■ Assignment:
Without skipping anything, print all of the data exactly.

■ Material supplied:
=-=-=

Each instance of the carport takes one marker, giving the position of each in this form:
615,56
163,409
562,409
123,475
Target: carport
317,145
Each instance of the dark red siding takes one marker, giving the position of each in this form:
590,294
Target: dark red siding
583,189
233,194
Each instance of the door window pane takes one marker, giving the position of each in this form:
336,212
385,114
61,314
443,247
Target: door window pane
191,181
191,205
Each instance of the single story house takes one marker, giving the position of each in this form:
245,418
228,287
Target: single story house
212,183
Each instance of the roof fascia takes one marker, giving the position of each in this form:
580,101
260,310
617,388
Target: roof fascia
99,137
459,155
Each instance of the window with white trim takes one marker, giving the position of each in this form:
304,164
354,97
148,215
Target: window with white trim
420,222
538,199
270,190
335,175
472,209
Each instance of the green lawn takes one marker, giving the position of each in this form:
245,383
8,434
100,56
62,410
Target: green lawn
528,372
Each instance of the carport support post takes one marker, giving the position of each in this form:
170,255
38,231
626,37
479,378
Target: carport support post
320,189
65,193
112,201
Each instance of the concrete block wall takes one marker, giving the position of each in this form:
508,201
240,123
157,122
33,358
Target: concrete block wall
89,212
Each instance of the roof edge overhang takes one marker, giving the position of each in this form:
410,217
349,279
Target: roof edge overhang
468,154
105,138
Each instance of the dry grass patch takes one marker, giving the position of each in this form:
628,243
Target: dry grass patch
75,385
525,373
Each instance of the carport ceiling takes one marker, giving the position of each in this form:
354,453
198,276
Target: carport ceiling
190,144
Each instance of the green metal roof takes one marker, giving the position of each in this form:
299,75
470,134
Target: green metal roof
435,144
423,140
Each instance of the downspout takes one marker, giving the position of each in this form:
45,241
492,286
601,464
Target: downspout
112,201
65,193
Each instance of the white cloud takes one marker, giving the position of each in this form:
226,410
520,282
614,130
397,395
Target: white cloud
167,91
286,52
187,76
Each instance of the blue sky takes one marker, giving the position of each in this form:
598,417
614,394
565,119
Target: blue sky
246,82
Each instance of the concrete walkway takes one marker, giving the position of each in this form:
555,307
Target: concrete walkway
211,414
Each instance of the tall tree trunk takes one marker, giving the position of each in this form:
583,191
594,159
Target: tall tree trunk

=-=-=

■ Answer space:
Each instance of the carport takes one marker, giving the position of each in this form:
615,56
163,409
562,409
123,475
Target: carport
317,145
Each instance of the dark red siding takes one marker, giving the position of each in this form:
590,294
Target: dark red siding
583,189
233,194
Each instance of the door window pane takes one marker, giving the position of each in this form:
336,212
385,114
61,314
443,247
Target: door window pane
191,181
191,205
Each instance of the single story house takes one marker, giving the position of each in this form:
245,418
228,287
Target: single story house
212,183
Each instance of the roof fascia takes one marker, giving the position of each in this form:
580,101
260,310
617,388
Target: roof fascia
99,137
459,155
Each instance of the window with white trim takes one marker, giving the position of each in this form:
304,164
354,97
148,215
Target: window with white trim
420,222
538,199
270,190
335,175
472,209
Each instance of the green lawn takes one marker, giving the position of each in this form:
245,383
8,434
100,56
62,410
Target: green lawn
528,372
Each instance of the carport support post takes one marker, giving the position of each in this form:
170,255
38,231
626,37
479,378
Target: carport support post
320,189
65,193
112,201
Each instance of the concrete block wall takes one marker, giving the position of each in this form:
508,201
240,123
157,122
33,358
Target: concrete block wall
89,212
Each instance of the roof edge overhang takes one marker, giving the position of each in this form:
410,217
349,279
Target: roof edge overhang
468,154
105,138
Each instance of the dry grass patch takes one marker, giving the position of each in this form:
628,243
Target: dry grass patch
75,385
525,373
Each instance of the carport ceiling takes one marker, giving the position of each in this form:
354,453
198,276
Target: carport ceiling
190,144
Each instance of the green metal roof takes one marker, giving the position of each in this form:
299,75
470,134
Target: green metal roof
435,144
423,140
Each instance of the downspout takes one marker, giving the position of each in this form:
45,241
492,286
601,464
Target: downspout
112,201
65,193
Each instance of the white cloud takes one marker, giving the position of each in this form:
226,410
520,282
614,130
397,395
Target: white cloud
167,91
286,52
187,76
Each instance of the blue sky takes one marker, giving the position of each in this form:
598,417
614,394
565,119
Target: blue sky
246,82
Each instance of the concrete walkway takes one marker, giving the position of each in this form:
555,307
Target: concrete walkway
211,414
Each instance of the tall tree trunk takes one marker, giving the position of each in this form:
583,191
594,159
Target: tall tree trunk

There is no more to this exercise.